What to do> Repeat, exactly and completely, the entries shown underneath.

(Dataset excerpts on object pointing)
⁂

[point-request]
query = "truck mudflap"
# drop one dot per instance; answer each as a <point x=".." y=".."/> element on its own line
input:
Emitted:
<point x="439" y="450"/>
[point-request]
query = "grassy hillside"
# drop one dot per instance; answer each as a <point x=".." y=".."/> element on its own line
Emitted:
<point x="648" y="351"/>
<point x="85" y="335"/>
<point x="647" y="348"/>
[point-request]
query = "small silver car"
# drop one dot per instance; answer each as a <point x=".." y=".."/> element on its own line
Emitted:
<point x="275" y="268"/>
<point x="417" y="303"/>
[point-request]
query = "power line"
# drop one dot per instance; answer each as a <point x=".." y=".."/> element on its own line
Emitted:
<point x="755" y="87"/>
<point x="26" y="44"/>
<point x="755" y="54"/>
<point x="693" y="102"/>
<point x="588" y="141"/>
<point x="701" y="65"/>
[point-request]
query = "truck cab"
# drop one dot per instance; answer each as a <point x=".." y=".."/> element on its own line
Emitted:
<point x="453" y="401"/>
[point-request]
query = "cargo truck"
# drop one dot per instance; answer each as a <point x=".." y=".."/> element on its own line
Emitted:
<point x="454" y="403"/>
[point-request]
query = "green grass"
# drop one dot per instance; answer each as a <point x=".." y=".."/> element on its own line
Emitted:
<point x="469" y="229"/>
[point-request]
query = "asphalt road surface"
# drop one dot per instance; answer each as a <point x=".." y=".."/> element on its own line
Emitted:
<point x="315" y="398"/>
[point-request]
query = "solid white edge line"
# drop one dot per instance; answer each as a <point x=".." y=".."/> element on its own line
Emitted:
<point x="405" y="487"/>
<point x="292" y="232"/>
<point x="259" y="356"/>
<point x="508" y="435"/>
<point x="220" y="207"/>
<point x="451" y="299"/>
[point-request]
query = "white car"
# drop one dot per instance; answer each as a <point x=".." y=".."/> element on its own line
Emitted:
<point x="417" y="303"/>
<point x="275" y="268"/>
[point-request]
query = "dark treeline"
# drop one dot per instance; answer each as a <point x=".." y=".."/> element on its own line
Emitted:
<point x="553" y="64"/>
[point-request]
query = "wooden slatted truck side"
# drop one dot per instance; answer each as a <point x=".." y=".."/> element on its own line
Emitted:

⁂

Problem solution>
[point-request]
query = "truck mudflap"
# drop one dot per instance; answer each as a <point x=".." y=".."/> element on its own line
input:
Emitted:
<point x="439" y="450"/>
[point-request]
query = "grassy hillside"
# drop one dot per instance; answer each as a <point x=".." y=".."/> element on its own line
Emitted:
<point x="648" y="351"/>
<point x="85" y="335"/>
<point x="647" y="348"/>
[point-request]
query = "small silver car"
# drop one dot per instance; answer each as a <point x=".." y=".."/> element on its own line
Emitted:
<point x="275" y="268"/>
<point x="417" y="303"/>
[point-request]
query = "power line"
# drop one dot per instance; answer each as a <point x=".." y=".."/> element on its own line
Emitted:
<point x="755" y="87"/>
<point x="26" y="44"/>
<point x="755" y="54"/>
<point x="693" y="102"/>
<point x="588" y="141"/>
<point x="701" y="65"/>
[point-request]
query = "truck cab"
# drop one dot per instance; answer each as a <point x=".." y=".."/> element on its own line
Emitted:
<point x="453" y="401"/>
[point-request]
query = "cargo truck"
# drop one dot per instance; answer each as a <point x=".." y=".."/> element on its own line
Emitted:
<point x="454" y="403"/>
[point-request]
query = "green grass"
# drop one dot per instance; answer each as a <point x=".." y=".."/> element on its own line
Emitted:
<point x="469" y="229"/>
[point-request]
query = "asphalt road surface"
# drop one dot per instance; answer each as a <point x=".." y=".."/> element on its own line
Emitted:
<point x="315" y="398"/>
[point-request]
query = "solid white edge line"
# drop one dot per instance; answer each as a <point x=".." y=".."/> element on its own line
Emitted:
<point x="405" y="487"/>
<point x="292" y="232"/>
<point x="259" y="356"/>
<point x="508" y="435"/>
<point x="220" y="207"/>
<point x="451" y="299"/>
[point-request]
query = "white car"
# drop one dot per instance; answer each as a <point x=".." y=".."/> element on its own line
Emitted:
<point x="417" y="303"/>
<point x="275" y="268"/>
[point-request]
query = "dark treeline"
# drop one dot per instance; answer each as a <point x=".." y=".."/> element on its own line
Emitted:
<point x="553" y="64"/>
[point-request]
query = "wooden slatted truck side"
# drop one dot per instance; answer each as a <point x=".." y=".."/> element on its own line
Emitted:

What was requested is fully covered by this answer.